What needs to be done: Can you rewrite the stretch from the start of the records through the line containing "positive clicks: (427, 616) (485, 732)", changing "pixel-accurate" to "precise" and keeping everything else the same? Leave the pictures out.

Data excerpts:
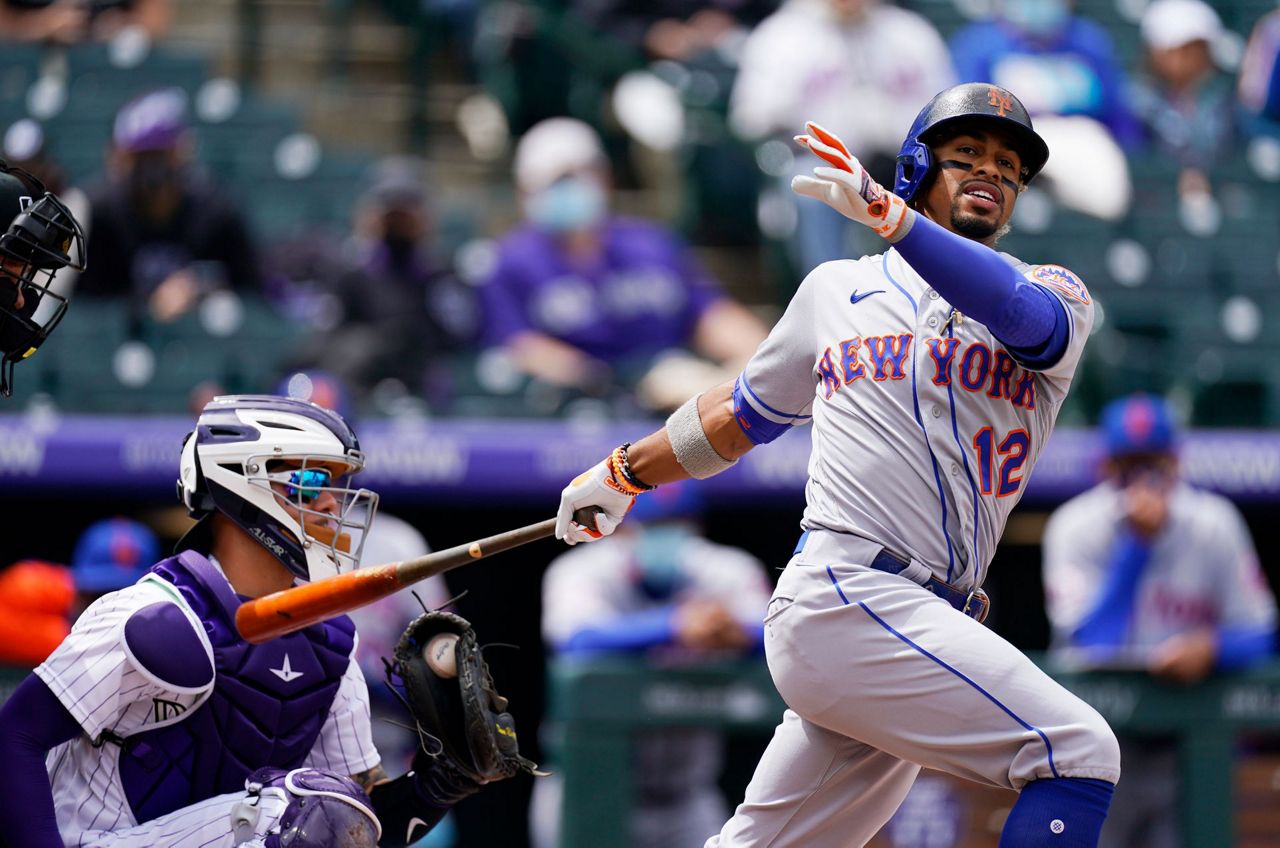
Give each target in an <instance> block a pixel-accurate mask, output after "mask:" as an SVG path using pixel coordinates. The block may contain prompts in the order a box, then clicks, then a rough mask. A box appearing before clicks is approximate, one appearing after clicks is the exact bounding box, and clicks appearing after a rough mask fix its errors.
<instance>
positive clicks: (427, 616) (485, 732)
mask: <svg viewBox="0 0 1280 848" xmlns="http://www.w3.org/2000/svg"><path fill="white" fill-rule="evenodd" d="M387 667H388V683H390V687H392V690H393V692H397V694H401V699H402V701H403V702H404V706H406V707H408V711H410V713H412V716H413V722H415V725H416V729H417V734H419V742H420V751H419V753H417V758H421V757H422V756H424V754H425V756H426V757H430V758H431V760H434V763H433V765H435V766H436V767H438V766H440V765H443V766H445V769H447V770H448V771H451V772H454V774H457V772H460V774H461V775H463V776H465V778H467V779H470V780H472V781H475V783H476V784H485V783H490V781H493V780H502V779H504V778H511V776H513V775H516V774H518V772H521V771H527V772H530V774H539V772H538V765H536V763H535V762H532V761H530V760H527V758H526V757H522V756H520V746H518V744H517V742H516V725H515V720H513V719H512V717H511V713H509V712H507V699H506V698H504V697H502V696H500V694H498V692H497V689H494V685H493V678H492V676H490V674H489V666H488V664H486V662H485V661H484V656H483V653H481V652H480V646H479V644H477V643H476V634H475V630H472V629H471V624H470V623H467V620H466V619H463V617H462V616H460V615H454V614H452V612H443V611H433V612H425V614H422V615H420V616H419V617H416V619H415V620H413V621H412V623H410V625H408V628H406V629H404V634H403V635H401V639H399V643H398V644H397V646H396V658H394V661H392V662H388V664H387ZM417 758H416V760H415V766H416V763H417ZM424 765H425V763H424ZM417 771H422V769H417Z"/></svg>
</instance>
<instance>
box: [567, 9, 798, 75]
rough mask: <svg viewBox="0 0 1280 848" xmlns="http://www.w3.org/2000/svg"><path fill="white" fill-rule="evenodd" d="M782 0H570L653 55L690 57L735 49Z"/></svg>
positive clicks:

Result of the task:
Give each target in an <instance> block a precise mask, output after "mask:" as an SVG path using pixel coordinates. The block may contain prompts in the order a box, then clicks, then a rough mask. A box appearing before clicks is approximate, one appearing after clicks is the exact bounding box, and clicks appearing after a rough mask fix its errors.
<instance>
positive clicks: (427, 616) (485, 732)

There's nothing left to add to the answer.